___ DATASET RECORDS ___

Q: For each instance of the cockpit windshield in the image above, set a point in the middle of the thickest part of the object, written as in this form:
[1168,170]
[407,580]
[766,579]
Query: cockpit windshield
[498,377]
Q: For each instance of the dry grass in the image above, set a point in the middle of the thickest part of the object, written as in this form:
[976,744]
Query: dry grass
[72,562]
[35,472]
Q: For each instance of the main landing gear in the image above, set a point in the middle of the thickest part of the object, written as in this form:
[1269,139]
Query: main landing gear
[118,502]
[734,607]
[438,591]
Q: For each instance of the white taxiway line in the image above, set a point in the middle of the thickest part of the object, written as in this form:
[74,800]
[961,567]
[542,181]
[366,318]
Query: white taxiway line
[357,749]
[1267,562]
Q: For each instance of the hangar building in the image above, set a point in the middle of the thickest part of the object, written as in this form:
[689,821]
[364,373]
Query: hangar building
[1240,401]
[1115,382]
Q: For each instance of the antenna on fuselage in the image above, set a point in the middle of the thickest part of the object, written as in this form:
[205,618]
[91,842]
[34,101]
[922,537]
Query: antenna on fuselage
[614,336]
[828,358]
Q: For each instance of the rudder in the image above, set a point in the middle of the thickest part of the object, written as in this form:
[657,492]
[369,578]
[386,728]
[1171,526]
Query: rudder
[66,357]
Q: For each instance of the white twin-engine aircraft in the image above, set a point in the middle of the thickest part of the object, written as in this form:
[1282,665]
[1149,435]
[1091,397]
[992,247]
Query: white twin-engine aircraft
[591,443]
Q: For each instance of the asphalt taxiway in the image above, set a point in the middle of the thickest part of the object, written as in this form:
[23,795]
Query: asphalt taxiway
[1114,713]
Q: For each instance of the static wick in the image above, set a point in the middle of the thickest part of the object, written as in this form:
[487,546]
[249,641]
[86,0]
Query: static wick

___

Render every line of the material above as a JSON array of strings, one string per line, omitting blank lines.

[
  "Q: For each instance of the cockpit windshield in the image above, set a point in the middle of the thickest part of the object, written as in this form:",
  "[1168,170]",
  "[407,580]",
  "[766,579]",
  "Query: cockpit windshield",
  "[498,377]",
  "Q: For each instance of the dry grass in the image above, set a point in the middle of the thickest part of the object, written as in this form:",
  "[976,744]",
  "Query: dry grass",
  "[72,562]",
  "[35,472]",
  "Q: For each instance of the main landing gear in the image above, set a point in the middle of the thickest part of the object, written as in this form:",
  "[1269,139]",
  "Query: main landing gear",
  "[118,502]",
  "[734,607]",
  "[438,591]",
  "Q: For each instance of the white taxiway line in the image above, set a point in the middle of the thickest part of the object, written as in this form:",
  "[74,800]",
  "[961,567]",
  "[542,181]",
  "[366,318]",
  "Query: white taxiway line",
  "[357,749]",
  "[1267,562]",
  "Q: For each instance of the hangar building in the image above, set a point in the middle of the thickest part of the object, written as in this form:",
  "[689,821]",
  "[364,373]",
  "Query: hangar building",
  "[1240,401]",
  "[1115,382]",
  "Q: For each instance of the antenna on fuselage in the image above, set a point in the middle of the thickest part of the object, written as in this form:",
  "[205,618]",
  "[91,842]",
  "[34,101]",
  "[922,537]",
  "Query: antenna on fuselage",
  "[614,336]",
  "[828,358]",
  "Q: For each instance of the rudder in the image above, set a point in the middle of the thickest part of the object, written as in this form:",
  "[657,492]",
  "[369,578]",
  "[386,728]",
  "[1171,526]",
  "Query: rudder",
  "[66,357]",
  "Q: For each instance of the white twin-engine aircraft in the image above, set a point in the middle of the thickest part of the object, written as in this form:",
  "[1282,665]",
  "[1149,435]",
  "[1091,397]",
  "[992,247]",
  "Query: white twin-engine aircraft",
  "[591,443]",
  "Q: For each instance of the asphalt taxiway in the image above, set a point in the middle of the thickest part of the object, written as in this form:",
  "[23,795]",
  "Query: asphalt taxiway",
  "[1114,713]",
  "Q: For each instance of the static wick in the image above, set a point in the middle of the thickest part of the object, written as in this form:",
  "[487,546]",
  "[249,641]",
  "[86,0]",
  "Query: static wick"
]